◆ Records for processing
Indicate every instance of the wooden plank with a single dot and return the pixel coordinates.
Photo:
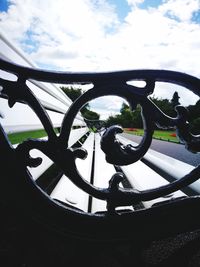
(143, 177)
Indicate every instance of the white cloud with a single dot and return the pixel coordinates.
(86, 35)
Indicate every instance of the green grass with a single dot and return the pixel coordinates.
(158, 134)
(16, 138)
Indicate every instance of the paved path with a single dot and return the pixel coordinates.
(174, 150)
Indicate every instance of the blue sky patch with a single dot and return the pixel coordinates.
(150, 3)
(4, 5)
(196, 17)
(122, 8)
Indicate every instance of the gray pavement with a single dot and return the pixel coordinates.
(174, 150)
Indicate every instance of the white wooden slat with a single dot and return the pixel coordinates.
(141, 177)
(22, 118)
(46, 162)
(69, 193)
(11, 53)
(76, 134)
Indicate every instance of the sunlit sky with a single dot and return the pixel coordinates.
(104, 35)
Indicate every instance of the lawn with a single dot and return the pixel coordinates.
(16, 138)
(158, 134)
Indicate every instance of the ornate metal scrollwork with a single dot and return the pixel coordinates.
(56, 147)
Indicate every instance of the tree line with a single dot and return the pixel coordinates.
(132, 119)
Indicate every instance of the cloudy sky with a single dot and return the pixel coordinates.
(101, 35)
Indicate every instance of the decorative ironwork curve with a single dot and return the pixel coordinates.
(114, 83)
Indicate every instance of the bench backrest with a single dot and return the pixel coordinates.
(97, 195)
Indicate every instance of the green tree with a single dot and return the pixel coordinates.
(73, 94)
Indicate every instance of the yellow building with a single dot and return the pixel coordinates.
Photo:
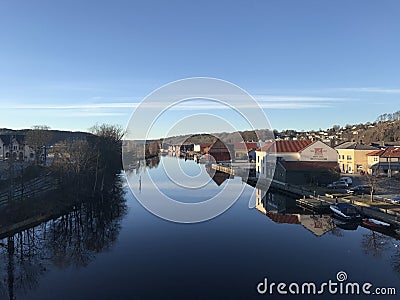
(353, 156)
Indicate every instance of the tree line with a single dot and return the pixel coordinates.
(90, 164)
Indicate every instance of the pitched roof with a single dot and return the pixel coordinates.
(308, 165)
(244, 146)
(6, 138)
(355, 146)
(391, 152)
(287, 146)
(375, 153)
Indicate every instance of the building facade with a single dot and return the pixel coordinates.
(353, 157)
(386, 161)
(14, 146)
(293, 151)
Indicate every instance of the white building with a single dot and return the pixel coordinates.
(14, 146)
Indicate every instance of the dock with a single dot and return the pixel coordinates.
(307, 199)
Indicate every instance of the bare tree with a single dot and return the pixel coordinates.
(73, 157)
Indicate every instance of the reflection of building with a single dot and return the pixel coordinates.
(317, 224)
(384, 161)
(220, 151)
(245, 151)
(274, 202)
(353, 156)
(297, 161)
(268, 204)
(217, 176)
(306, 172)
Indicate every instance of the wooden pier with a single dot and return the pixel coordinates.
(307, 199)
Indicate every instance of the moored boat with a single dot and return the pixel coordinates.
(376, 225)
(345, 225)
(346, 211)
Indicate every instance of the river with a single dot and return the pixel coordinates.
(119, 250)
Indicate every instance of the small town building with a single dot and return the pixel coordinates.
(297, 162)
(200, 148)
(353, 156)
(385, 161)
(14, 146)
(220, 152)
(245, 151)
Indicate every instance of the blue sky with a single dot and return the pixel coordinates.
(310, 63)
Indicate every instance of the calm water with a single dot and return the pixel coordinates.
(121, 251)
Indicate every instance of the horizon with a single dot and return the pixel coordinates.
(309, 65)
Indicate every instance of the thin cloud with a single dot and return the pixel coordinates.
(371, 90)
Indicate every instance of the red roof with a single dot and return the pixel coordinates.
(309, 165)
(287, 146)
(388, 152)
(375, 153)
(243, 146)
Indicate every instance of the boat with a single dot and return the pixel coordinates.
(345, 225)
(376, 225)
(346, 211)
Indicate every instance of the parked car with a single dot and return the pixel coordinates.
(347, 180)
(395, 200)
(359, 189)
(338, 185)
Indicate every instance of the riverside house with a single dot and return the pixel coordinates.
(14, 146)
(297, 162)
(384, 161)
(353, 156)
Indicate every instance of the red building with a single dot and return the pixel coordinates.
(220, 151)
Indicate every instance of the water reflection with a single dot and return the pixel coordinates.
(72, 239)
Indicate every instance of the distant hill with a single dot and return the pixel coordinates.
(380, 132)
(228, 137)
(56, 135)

◆ Problem to solve
Swap "single dot" for "single marker" throughout all of the material above, keeping everything else the same, and leave the pictures out.

◆ Answer for this exercise
Indicate every instance of the wooden plank with a single marker and return the pixel coordinates.
Photo:
(143, 177)
Indicate every instance of the white cloud with a single marker and return the pixel coordinates.
(86, 35)
Indicate every instance of the green grass with a single marker and return the pixel coordinates.
(158, 134)
(16, 138)
Indicate every instance of the paved path with a single marker and return the pixel coordinates.
(174, 150)
Indicate every instance of the blue sky patch with a single marker and return the pixel coordinates.
(150, 3)
(4, 5)
(196, 17)
(122, 8)
Indicate every instance of the gray pavement with a single marker and return the pixel coordinates.
(174, 150)
Indicate every instance of the white wooden slat with a single marker and return the pixel coordinates.
(141, 177)
(22, 118)
(46, 162)
(69, 193)
(11, 53)
(76, 134)
Indicate every instance of the sunlit sky with a single marker and return the pixel coordinates.
(104, 35)
Indicate every instance of the lawn with a single marker and return the pixel coordinates.
(16, 138)
(158, 134)
Indicate every instance of the ornate metal scrollwork with a single marker and return the pixel coordinates.
(56, 147)
Indicate every instance of the tree line with a single marker and return the pixel coordinates.
(132, 119)
Indicate every instance of the cloudy sky with a single marker and return the pixel coordinates.
(101, 35)
Indicate every instance of the decorative ironwork curve with a single marker and return the pixel coordinates.
(114, 83)
Indicate every instance of the bench backrest with a single marker and return the pixel coordinates.
(97, 195)
Indicate every instance of the green tree with a single marker and return the pixel coordinates.
(73, 94)
Indicate every instance of the yellow building with a single marker and return the pixel coordinates.
Photo:
(353, 156)
Indicate every instance of the tree line with a single marker and return the pixel coordinates.
(90, 164)
Indicate every instance of the pitched roof with a single marker and return the pixel coordinates.
(308, 165)
(244, 146)
(6, 138)
(355, 146)
(391, 152)
(287, 146)
(375, 153)
Indicate every instance of the building facade with a single marker and return the pixel coordinates.
(353, 157)
(386, 161)
(14, 146)
(293, 151)
Indicate every instance of the white building with a single marker and return the pixel coordinates.
(14, 146)
Indicate every instance of the dock with a single marker and return the pixel coordinates.
(307, 199)
Indicate every instance of the bare tree with a single marker and return the pixel coordinates.
(73, 157)
Indicate every instance of the reflection of building with a single marker and return the pixel coordinates.
(317, 224)
(384, 161)
(220, 151)
(245, 151)
(274, 202)
(353, 156)
(297, 161)
(268, 204)
(217, 176)
(306, 172)
Indicate every instance of the wooden pier with a single marker and return the pixel coordinates.
(307, 199)
Indicate every instance of the moored boat with a single marker and return the pixel coordinates.
(376, 225)
(345, 225)
(346, 211)
Indicate every instance of the river with a single marker and return the pixel coordinates.
(119, 250)
Indicate every instance of the small town building with a single marker and return the pixel coordinates.
(297, 162)
(200, 148)
(353, 156)
(385, 161)
(14, 146)
(220, 152)
(245, 151)
Indicate every instance of the blue sky with a single marker and return the pixel coordinates.
(310, 63)
Indicate every instance of the calm water with a single marker and return the pixel coordinates.
(121, 251)
Indicate every instance of the horizon with a single marker and return the pixel coordinates.
(309, 65)
Indicate every instance of the thin cloud with a single marker and return the pixel coordinates.
(371, 90)
Indicate every instance of the red roof with a single marker and return the pixel coordinates.
(309, 165)
(287, 146)
(388, 152)
(375, 153)
(243, 146)
Indicate every instance of the boat with a single marker and return the pixel coordinates.
(345, 225)
(376, 225)
(346, 211)
Indicate every instance of the parked car with a single marker and return the pixel coordinates.
(347, 180)
(395, 200)
(359, 189)
(338, 185)
Indicate every instance of the riverside house with a single marker and return the pixel coordinates.
(14, 146)
(297, 162)
(384, 161)
(353, 156)
Indicate every instance of the red building with a single marker and return the pixel coordinates.
(220, 151)
Indicate every instance of the water reflection with a single marker and return the pixel coordinates.
(72, 239)
Indicate every instance of the distant hill with a single marker and return the pixel coordinates.
(380, 132)
(228, 137)
(56, 135)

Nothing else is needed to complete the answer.